**TASKS AND EXERCISES**
(A) From the review of Fix, return the words from "The central cast" up to and including "is actually right.", copied without change.
(B) Decide whether each statement agrees with the review of Fix, giving yes or no and quoting the words from the review that settle it: (i) Fix is the opening book of the 'Mancer trilogy. (ii) Paul's daughter is the world's youngest 'mancer. (iii) The central cast differs from that of the previous volume.
(C) Answer these questions from the review of Fix:
(i) Which book is the immediate predecessor of Fix?
(ii) What kind of 'mancer is Paul?
(iii) What do the government Unimancers act as while struggling to contain the devastation?

Fix is the conclusion of the ‘Mancer trilogy by Ferrett Steinmetz. I’ve enjoyed the series so far, so the conclusion had rather large shoes to fill. Generally speaking, it manages to match, and in some cases exceed, my rather high expectations.
The world of Fix feels a little different to that of Flux, its immediate predecessor. Here we’re slowly seeing the rise of a legitimate front for the issue of rights for ‘Mancers. They’ve spun out of the rather more violent ‘Project Mayhem’ of the previous book, but Paul, his family, Robert, Valentine and the rest of the gang seem to be trying to go legitimate. With the spectre of a broken Europe, torn apart by magical breaches, ahead of them, the US public are sceptical of those using magic, especially when they’re not under government control. But they’re also increasingly willing to believe that those people are deserving of rights and protections.
Europe looms large through the text, a boogeyman of chaotic magic, where natural laws may suddenly cease to apply, often without any warning. Government ‘Unimancers’ struggle to contain the devastation, whilst acting as a hive-mind of ‘mancy. The Unimancers have been a faceless force until now, a single-minded horde driven to destroy our protagonists at the behest of a government terrified by uncontrolled ‘mancy. Now they’re still a bit scary, but we’re allowed to see a little further into their space, and look at what drives the Unimancers.
Steinmetz has provided a world where magic and mayhem go hand in hand. Where humanity appears to be on a precipice, a world where there are discussions about civil rights, about transhumanism, about government overreach going on forcefully, both in the fore and background of the narrative. It’s fascinating stuff, and it provides a compelling context for our heroes and their actions.
The central cast remains the same as the previous volume. We spend some quality time with Paul here, the Bureaumancer who can use paperwork to change the nature of reality. As the narrative begins, he’s struggling to provide a normal-seeming life for his family – his daughter is the world’s youngest ‘mancer, and all of them are on the run from a government which hasn’t exactly hesitated to use lethal force. In hiding, trying to create average lives for themselves, there’s the scent of a storm in the air. The author catches the ionised tang of paranoia and claustrophobia perfectly, as well as evoking perfectly the loneliness that being outside of society entails. Paul is on the outside, looking in to a world he may no longer be part of – and over the course of the text, he’s left questioning himself, his motivations, and whether what he’s attempting to achieve is actually right.

**DATASET ENTRIES**
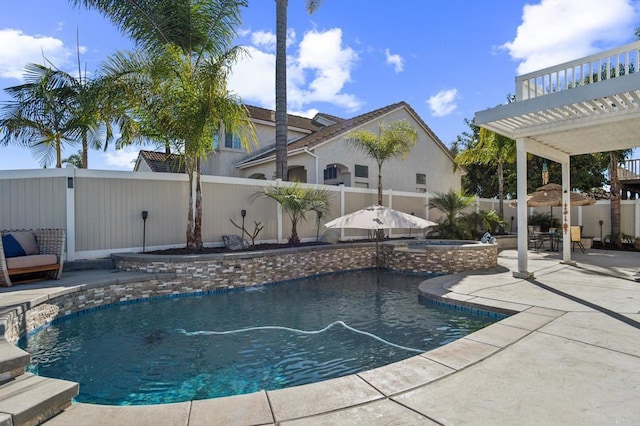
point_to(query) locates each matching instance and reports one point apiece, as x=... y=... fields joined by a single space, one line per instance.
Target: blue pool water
x=171 y=350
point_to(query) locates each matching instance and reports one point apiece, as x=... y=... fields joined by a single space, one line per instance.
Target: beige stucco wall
x=223 y=161
x=427 y=157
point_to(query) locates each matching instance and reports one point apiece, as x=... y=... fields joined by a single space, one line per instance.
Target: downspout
x=316 y=158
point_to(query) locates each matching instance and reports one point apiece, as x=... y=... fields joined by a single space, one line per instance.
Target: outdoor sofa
x=30 y=255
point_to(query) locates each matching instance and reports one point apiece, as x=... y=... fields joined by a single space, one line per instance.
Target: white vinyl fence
x=102 y=210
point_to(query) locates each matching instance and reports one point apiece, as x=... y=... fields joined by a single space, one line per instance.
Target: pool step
x=31 y=399
x=13 y=360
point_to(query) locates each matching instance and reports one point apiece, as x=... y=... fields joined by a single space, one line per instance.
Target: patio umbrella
x=378 y=217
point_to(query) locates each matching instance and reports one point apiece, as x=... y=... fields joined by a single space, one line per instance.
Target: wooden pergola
x=583 y=106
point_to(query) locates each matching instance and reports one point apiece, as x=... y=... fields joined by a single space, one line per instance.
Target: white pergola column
x=521 y=151
x=566 y=212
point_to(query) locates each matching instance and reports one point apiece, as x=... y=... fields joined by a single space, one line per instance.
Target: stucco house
x=318 y=152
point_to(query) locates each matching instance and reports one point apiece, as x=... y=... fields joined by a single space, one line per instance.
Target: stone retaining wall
x=218 y=271
x=442 y=259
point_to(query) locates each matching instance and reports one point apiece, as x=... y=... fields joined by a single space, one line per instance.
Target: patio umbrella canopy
x=550 y=195
x=378 y=217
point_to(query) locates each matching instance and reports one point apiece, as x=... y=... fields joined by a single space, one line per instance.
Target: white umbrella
x=378 y=217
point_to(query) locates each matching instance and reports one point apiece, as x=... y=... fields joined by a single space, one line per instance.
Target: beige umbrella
x=550 y=195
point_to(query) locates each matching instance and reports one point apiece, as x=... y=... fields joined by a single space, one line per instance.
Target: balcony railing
x=629 y=170
x=588 y=70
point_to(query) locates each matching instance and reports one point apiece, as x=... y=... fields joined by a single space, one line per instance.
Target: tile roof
x=162 y=162
x=345 y=126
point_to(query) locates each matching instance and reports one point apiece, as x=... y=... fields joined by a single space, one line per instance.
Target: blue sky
x=446 y=59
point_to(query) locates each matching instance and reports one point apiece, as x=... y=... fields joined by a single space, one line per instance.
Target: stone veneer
x=246 y=269
x=441 y=259
x=174 y=275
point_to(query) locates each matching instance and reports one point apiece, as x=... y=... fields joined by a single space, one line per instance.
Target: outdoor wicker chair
x=42 y=260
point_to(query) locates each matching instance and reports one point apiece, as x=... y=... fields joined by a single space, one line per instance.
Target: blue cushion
x=12 y=247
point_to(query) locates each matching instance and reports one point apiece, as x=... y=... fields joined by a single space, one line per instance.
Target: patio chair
x=576 y=238
x=534 y=238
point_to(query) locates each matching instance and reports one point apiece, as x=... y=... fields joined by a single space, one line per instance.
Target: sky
x=448 y=60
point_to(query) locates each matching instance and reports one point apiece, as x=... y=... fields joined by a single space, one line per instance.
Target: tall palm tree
x=297 y=201
x=491 y=148
x=173 y=89
x=392 y=141
x=39 y=115
x=281 y=83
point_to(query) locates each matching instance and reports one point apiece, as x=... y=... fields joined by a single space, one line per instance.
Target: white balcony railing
x=629 y=170
x=588 y=70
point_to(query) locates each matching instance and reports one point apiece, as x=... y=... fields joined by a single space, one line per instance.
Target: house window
x=232 y=141
x=362 y=171
x=331 y=172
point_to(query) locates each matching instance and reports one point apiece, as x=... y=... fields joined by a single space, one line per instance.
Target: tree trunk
x=379 y=184
x=281 y=89
x=294 y=239
x=191 y=245
x=197 y=232
x=85 y=154
x=615 y=200
x=500 y=189
x=58 y=154
x=379 y=232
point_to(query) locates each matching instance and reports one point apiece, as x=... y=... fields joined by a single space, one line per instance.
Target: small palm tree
x=39 y=114
x=393 y=140
x=297 y=201
x=491 y=148
x=75 y=160
x=452 y=204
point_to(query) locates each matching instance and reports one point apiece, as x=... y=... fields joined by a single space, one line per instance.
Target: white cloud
x=253 y=78
x=443 y=103
x=316 y=72
x=310 y=113
x=17 y=49
x=556 y=31
x=396 y=60
x=123 y=158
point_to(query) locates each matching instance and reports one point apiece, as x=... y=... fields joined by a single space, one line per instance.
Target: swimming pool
x=167 y=350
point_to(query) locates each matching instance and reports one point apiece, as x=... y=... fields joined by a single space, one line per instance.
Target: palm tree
x=297 y=201
x=491 y=148
x=75 y=160
x=393 y=140
x=453 y=223
x=281 y=83
x=39 y=115
x=53 y=108
x=173 y=90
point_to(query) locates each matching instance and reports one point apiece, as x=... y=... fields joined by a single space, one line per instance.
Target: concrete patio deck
x=571 y=356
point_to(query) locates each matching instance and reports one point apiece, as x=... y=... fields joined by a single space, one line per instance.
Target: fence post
x=342 y=208
x=70 y=213
x=390 y=206
x=636 y=211
x=279 y=238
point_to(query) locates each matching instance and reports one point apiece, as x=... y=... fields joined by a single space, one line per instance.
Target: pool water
x=170 y=350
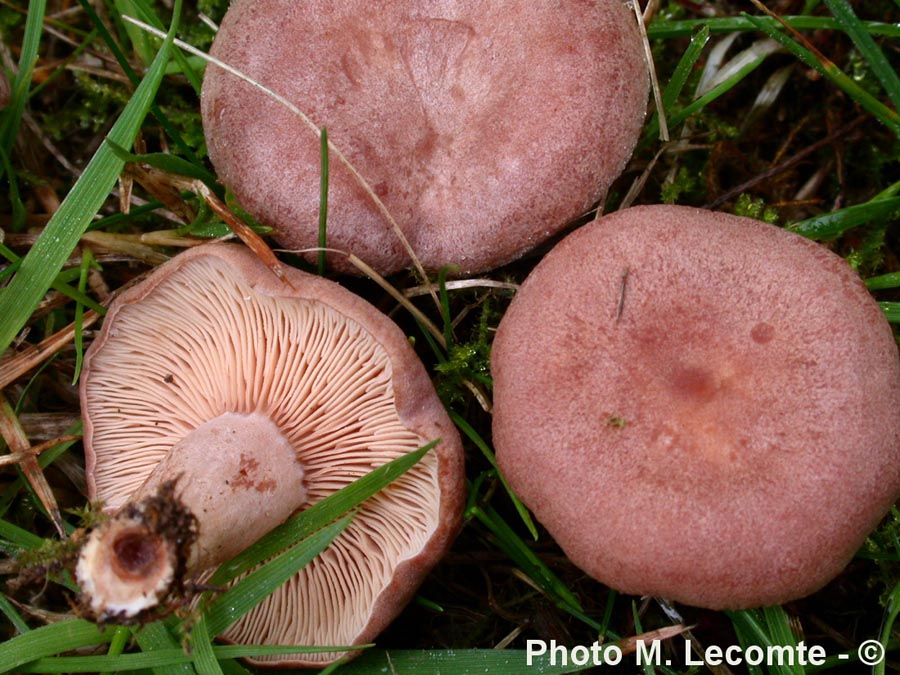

**SOLUTION LIST**
(A)
The central cast remains the same as the previous volume. We spend some quality time with Paul here, the Bureaumancer who can use paperwork to change the nature of reality. As the narrative begins, he’s struggling to provide a normal-seeming life for his family – his daughter is the world’s youngest ‘mancer, and all of them are on the run from a government which hasn’t exactly hesitated to use lethal force. In hiding, trying to create average lives for themselves, there’s the scent of a storm in the air. The author catches the ionised tang of paranoia and claustrophobia perfectly, as well as evoking perfectly the loneliness that being outside of society entails. Paul is on the outside, looking in to a world he may no longer be part of – and over the course of the text, he’s left questioning himself, his motivations, and whether what he’s attempting to achieve is actually right.

(B)
(i) No: "Fix is the conclusion of the ‘Mancer trilogy"
(ii) Yes: "his daughter is the world’s youngest ‘mancer"
(iii) No: "The central cast remains the same as the previous volume."

(C)
(i) Flux
(ii) A Bureaumancer, who can use paperwork to change the nature of reality
(iii) A hive-mind of 'mancy